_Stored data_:

┄┄┄┄┄┄┄┄┄┄┄┄┄┄┄┄┄┄┄┄

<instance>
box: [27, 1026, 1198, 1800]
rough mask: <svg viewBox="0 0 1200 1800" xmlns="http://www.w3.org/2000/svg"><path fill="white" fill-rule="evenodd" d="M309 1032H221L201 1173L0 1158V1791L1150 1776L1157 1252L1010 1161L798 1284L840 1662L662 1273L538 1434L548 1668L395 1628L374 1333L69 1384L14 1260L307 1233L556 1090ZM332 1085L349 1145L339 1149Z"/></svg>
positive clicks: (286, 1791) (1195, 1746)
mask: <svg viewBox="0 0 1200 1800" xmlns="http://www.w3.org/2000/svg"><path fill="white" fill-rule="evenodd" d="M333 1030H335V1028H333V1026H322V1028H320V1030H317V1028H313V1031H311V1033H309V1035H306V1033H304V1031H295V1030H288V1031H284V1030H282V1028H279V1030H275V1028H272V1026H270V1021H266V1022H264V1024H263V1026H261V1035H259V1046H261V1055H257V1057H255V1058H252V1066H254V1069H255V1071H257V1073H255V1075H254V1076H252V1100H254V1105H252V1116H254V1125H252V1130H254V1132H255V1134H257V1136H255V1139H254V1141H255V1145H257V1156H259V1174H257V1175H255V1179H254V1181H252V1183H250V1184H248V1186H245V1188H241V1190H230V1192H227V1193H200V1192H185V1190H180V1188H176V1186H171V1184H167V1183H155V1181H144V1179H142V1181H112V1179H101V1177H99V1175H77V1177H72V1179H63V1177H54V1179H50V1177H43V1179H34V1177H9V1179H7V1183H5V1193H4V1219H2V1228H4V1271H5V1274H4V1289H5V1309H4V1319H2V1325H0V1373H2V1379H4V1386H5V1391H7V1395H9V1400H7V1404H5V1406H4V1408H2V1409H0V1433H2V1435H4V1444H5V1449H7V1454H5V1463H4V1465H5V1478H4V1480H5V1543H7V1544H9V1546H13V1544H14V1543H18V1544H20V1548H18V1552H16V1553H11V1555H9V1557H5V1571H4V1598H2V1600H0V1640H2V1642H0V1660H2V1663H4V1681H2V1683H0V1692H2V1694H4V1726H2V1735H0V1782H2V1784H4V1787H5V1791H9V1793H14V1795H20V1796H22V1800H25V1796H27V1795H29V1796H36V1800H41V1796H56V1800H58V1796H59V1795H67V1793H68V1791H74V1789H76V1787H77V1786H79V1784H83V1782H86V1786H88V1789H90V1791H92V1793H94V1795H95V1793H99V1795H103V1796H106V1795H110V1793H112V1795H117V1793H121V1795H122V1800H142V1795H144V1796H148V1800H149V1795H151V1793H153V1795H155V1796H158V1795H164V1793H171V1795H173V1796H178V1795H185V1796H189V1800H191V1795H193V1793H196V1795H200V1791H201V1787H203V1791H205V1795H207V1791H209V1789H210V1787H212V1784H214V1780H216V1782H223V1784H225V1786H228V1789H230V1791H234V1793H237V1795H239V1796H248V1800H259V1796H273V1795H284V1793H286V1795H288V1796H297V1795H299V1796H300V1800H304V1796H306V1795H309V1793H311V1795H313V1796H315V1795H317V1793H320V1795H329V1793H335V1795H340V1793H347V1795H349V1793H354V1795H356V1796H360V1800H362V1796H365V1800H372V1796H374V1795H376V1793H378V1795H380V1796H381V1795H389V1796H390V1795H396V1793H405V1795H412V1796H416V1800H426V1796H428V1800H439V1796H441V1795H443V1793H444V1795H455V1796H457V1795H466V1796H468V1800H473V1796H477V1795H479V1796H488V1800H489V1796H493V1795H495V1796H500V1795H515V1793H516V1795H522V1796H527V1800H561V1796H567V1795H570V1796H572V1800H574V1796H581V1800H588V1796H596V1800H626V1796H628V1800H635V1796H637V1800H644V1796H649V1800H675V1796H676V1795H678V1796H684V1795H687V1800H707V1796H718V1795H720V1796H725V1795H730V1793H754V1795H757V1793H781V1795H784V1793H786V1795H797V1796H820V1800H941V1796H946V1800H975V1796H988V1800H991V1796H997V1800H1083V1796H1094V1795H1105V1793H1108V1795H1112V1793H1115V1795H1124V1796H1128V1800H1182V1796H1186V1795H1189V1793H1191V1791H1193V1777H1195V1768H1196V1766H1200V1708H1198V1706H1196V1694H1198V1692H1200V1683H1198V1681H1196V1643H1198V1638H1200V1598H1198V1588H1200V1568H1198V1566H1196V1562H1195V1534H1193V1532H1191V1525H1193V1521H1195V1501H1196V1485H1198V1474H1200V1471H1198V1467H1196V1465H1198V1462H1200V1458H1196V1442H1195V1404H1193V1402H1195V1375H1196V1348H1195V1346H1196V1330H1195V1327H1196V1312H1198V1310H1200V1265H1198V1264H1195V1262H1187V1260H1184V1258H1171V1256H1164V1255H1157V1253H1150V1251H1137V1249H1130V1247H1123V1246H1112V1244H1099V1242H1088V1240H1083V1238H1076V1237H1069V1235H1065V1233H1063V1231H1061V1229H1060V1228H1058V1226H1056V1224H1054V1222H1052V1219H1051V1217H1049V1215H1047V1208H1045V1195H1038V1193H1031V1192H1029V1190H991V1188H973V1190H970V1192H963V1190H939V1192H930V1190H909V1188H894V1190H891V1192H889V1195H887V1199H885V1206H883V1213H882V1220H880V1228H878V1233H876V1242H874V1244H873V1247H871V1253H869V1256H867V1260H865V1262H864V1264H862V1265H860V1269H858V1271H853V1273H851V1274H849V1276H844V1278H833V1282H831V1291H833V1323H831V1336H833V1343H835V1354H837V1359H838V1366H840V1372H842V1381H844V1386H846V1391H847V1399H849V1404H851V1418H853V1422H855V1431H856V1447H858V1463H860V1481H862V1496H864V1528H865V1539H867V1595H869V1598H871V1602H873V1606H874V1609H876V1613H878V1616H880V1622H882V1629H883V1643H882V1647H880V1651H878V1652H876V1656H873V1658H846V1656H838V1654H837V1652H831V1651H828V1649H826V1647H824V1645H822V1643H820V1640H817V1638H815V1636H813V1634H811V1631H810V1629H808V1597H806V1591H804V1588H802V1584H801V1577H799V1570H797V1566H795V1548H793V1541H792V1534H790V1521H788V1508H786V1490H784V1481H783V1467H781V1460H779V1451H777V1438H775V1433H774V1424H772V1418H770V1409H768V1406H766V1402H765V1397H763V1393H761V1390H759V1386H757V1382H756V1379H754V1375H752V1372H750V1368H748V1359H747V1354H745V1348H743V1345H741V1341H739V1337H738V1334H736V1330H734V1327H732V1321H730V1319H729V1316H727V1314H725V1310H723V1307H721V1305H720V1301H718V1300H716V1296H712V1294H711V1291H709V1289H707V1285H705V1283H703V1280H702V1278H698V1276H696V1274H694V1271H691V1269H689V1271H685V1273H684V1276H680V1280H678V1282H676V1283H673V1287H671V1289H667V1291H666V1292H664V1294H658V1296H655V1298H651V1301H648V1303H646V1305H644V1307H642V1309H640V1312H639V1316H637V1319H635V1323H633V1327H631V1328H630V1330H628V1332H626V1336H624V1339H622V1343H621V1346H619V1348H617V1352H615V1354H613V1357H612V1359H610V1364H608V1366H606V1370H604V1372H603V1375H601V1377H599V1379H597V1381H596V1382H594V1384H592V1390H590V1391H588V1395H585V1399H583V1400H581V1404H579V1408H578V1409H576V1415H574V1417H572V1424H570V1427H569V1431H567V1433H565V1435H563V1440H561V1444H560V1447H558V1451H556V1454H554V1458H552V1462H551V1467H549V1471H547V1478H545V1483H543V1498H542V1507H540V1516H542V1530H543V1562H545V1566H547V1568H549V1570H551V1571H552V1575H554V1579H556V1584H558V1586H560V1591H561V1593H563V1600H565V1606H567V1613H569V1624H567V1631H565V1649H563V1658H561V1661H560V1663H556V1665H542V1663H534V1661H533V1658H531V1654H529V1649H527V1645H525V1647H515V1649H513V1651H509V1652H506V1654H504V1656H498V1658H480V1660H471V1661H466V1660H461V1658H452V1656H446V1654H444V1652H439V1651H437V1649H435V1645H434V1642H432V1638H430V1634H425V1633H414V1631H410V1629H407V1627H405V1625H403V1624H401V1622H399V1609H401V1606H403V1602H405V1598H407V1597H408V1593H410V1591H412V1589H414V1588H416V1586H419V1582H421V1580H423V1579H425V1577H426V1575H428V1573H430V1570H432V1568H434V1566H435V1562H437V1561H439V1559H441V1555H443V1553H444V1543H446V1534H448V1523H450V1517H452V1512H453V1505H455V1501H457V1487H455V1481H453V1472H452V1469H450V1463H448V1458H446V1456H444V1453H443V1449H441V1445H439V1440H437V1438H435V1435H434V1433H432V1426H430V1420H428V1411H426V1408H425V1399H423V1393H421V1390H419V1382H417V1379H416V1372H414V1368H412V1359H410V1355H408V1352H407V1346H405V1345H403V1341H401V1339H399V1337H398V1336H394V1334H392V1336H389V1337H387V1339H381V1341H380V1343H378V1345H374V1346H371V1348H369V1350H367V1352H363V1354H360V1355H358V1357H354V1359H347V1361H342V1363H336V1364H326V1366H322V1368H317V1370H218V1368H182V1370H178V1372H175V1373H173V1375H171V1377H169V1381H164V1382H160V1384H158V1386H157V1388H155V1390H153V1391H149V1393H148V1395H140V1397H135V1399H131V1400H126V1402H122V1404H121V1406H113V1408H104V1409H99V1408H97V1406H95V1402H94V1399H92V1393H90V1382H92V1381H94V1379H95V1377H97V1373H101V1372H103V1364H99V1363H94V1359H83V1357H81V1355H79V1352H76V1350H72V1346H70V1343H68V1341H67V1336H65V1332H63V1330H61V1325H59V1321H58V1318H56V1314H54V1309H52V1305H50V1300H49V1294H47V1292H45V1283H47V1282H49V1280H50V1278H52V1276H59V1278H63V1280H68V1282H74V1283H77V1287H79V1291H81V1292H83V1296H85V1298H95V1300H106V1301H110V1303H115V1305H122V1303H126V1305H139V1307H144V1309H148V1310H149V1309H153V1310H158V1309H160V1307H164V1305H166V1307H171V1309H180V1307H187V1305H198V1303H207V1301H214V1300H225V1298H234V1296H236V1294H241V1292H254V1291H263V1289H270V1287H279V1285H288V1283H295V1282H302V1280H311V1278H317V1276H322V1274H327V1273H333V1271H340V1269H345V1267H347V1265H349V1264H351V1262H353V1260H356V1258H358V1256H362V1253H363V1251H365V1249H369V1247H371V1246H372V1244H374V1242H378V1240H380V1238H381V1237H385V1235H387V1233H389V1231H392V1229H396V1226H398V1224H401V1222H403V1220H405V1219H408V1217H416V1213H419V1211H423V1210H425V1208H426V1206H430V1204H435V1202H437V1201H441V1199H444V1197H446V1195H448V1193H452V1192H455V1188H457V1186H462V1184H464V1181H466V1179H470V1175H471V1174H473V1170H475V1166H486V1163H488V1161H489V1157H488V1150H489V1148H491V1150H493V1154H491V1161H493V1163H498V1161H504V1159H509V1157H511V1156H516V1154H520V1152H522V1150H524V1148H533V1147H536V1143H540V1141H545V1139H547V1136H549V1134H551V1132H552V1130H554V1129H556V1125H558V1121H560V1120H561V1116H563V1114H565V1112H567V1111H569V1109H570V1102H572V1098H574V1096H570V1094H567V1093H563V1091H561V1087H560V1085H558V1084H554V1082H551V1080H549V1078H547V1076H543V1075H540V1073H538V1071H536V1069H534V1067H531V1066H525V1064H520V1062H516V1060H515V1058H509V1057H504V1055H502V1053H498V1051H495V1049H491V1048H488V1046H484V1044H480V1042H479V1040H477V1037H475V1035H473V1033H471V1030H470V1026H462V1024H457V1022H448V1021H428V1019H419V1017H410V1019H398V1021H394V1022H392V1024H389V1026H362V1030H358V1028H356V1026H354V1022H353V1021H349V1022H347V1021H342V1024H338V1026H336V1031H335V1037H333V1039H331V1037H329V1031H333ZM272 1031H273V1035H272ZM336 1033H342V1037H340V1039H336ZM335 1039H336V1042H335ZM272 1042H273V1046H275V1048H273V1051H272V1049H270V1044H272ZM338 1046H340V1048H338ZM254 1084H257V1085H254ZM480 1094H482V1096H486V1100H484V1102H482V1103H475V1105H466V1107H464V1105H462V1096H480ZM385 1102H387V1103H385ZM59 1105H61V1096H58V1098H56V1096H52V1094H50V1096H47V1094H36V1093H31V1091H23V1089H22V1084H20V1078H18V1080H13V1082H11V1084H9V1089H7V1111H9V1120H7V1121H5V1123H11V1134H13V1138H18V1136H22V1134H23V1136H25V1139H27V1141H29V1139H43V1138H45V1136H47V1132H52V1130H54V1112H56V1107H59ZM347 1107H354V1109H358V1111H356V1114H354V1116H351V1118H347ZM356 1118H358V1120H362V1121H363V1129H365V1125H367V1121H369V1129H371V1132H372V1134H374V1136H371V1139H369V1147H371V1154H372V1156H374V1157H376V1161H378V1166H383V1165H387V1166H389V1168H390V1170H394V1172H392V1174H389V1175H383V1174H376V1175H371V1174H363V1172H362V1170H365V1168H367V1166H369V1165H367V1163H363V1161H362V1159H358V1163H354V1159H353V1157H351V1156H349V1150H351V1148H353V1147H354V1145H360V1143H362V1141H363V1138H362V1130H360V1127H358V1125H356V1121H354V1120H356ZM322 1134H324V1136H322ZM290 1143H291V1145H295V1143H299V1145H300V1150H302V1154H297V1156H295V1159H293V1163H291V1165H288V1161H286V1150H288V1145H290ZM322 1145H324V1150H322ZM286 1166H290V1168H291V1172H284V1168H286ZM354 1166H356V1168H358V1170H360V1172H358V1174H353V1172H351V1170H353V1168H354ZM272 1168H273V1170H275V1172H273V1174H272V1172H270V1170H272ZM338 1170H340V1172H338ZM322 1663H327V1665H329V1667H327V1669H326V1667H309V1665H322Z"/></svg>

┄┄┄┄┄┄┄┄┄┄┄┄┄┄┄┄┄┄┄┄

_What the task asks_: Quote the material word for word, starting at its first line and ending at the line that contains "positive clicks: (286, 1791) (1195, 1746)", with both of those lines included.

_Result of this exercise_:
<instance>
box: [27, 1026, 1198, 1800]
rough mask: <svg viewBox="0 0 1200 1800" xmlns="http://www.w3.org/2000/svg"><path fill="white" fill-rule="evenodd" d="M309 1032H221L201 1173L0 1158V1791L1150 1776L1157 1252L1010 1161L798 1284L840 1662L662 1273L538 1434L548 1668L395 1628L374 1333L69 1384L14 1260L307 1233L556 1090ZM332 1085L349 1145L339 1149Z"/></svg>
positive clicks: (286, 1791) (1195, 1746)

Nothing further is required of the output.